THE TASK: Quote all entries in full, exactly.

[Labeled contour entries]

↓↓↓

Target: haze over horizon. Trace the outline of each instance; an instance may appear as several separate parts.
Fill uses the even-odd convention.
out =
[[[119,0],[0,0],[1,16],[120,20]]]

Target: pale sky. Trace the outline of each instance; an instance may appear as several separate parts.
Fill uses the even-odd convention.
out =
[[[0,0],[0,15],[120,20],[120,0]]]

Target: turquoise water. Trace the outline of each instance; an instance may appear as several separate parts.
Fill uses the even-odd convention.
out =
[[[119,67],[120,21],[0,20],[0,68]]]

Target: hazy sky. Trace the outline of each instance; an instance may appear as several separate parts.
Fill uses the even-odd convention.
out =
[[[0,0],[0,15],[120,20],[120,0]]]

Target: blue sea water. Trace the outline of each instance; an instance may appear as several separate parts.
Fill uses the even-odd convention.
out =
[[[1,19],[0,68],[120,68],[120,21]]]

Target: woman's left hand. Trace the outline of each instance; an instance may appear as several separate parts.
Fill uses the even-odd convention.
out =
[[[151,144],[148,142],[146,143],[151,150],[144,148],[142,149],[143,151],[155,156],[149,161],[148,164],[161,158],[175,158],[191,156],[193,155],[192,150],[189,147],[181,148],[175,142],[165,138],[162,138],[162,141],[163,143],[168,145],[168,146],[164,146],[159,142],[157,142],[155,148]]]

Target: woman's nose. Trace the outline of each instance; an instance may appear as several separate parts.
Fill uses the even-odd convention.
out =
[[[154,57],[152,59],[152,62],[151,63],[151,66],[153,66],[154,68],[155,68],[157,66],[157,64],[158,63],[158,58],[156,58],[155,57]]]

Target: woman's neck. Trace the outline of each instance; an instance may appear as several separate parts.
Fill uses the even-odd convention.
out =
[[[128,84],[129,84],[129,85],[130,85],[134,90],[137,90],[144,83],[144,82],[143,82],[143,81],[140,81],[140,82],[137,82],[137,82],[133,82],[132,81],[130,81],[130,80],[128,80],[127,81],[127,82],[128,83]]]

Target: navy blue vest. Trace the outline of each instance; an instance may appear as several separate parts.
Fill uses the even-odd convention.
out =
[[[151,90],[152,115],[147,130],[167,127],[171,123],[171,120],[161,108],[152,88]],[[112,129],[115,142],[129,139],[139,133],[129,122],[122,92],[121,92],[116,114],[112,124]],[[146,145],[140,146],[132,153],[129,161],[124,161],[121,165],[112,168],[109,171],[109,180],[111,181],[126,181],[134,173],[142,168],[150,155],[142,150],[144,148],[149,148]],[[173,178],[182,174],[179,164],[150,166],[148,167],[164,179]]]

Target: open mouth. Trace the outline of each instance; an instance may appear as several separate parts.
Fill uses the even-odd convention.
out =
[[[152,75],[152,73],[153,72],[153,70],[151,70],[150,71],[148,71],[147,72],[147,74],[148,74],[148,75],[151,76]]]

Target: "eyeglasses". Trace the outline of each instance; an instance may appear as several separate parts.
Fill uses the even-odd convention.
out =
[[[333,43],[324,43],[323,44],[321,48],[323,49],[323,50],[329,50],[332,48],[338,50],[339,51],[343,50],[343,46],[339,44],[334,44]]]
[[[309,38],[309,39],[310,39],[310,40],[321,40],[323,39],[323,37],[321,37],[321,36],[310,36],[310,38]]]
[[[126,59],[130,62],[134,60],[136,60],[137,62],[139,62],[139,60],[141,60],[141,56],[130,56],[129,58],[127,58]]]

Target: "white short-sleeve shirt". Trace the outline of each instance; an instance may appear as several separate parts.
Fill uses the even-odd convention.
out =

↑↑↑

ANSWER TO THE TASK:
Target: haze over horizon. Trace the outline of each instance; an instance may appear as several separate parts.
Fill uses the even-odd convention.
out =
[[[119,0],[0,0],[1,16],[120,20]]]

Target: pale sky. Trace the outline of each instance; an instance may appear as several separate parts.
Fill uses the even-odd convention.
out =
[[[0,0],[0,15],[120,20],[120,0]]]

Target: turquoise water. Trace the outline of each instance; an instance may appear as several separate parts.
Fill uses the even-odd convention.
out =
[[[119,67],[120,21],[0,20],[0,68]]]

Target: hazy sky. Trace the outline of each instance; an instance may appear as several separate parts.
Fill uses the even-odd convention.
out =
[[[0,0],[0,15],[120,20],[120,0]]]

Target: blue sea water. Trace the outline of each instance; an instance may appear as several separate parts.
Fill uses the even-odd convention.
out =
[[[1,19],[0,68],[120,68],[120,21]]]

Target: woman's left hand. Trace the outline of each instance; an instance may appear as several separate parts.
Fill uses the even-odd convention.
out =
[[[151,144],[148,142],[146,143],[151,150],[144,148],[142,149],[143,151],[155,156],[149,161],[148,164],[161,158],[175,158],[191,156],[193,155],[192,150],[189,147],[181,148],[175,142],[165,138],[162,138],[162,141],[163,143],[168,145],[168,146],[164,146],[159,142],[157,142],[155,148]]]

Target: woman's nose. Trace the outline of each instance; an instance may appear as several separate parts.
Fill uses the even-odd convention.
out =
[[[154,57],[152,59],[152,62],[151,63],[151,66],[153,66],[154,68],[155,68],[157,66],[157,64],[158,63],[158,58],[156,58],[155,57]]]

Target: woman's neck. Trace the outline of each instance; an instance may appear as several separate parts.
Fill uses the even-odd convention.
out =
[[[128,84],[129,84],[129,85],[130,85],[134,90],[137,90],[144,83],[144,82],[143,82],[143,81],[140,81],[140,82],[137,82],[137,82],[133,82],[132,81],[130,81],[130,80],[128,80],[127,81],[127,82],[128,83]]]

Target: navy blue vest. Trace the outline of each instance; an instance may appear as several separate parts.
Fill uses the even-odd convention.
out =
[[[151,90],[152,115],[147,130],[167,127],[171,123],[171,120],[161,108],[152,88]],[[112,129],[115,142],[129,139],[139,133],[129,122],[122,92],[121,92],[116,114],[112,124]],[[146,145],[140,146],[132,153],[129,161],[124,161],[121,165],[112,168],[109,171],[109,180],[111,181],[126,181],[134,173],[142,168],[150,155],[142,150],[144,148],[149,148]],[[173,178],[182,174],[179,164],[150,166],[148,167],[164,179]]]

Target: open mouth. Trace the outline of each instance; an instance may appear as several separate parts.
Fill uses the even-odd convention.
out =
[[[152,75],[152,73],[153,72],[153,70],[151,70],[150,71],[148,71],[147,72],[147,74],[148,74],[148,75],[151,76]]]

Target: "eyeglasses". Trace the outline of each instance; an instance may appear as several separate parts.
Fill uses the even-odd convention.
out =
[[[333,43],[324,43],[323,44],[321,48],[323,49],[323,50],[329,50],[332,48],[338,50],[339,51],[343,50],[343,46],[339,44],[334,44]]]
[[[309,38],[309,39],[310,39],[310,40],[321,40],[323,39],[323,37],[321,37],[321,36],[310,36],[310,38]]]
[[[126,59],[130,62],[134,60],[136,60],[137,62],[139,62],[139,60],[141,60],[141,56],[130,56],[129,58],[127,58]]]

Target: "white short-sleeve shirt". Trace the outline of each instance; an instance may appear as several separate parts.
Fill uses the even-odd convention.
out =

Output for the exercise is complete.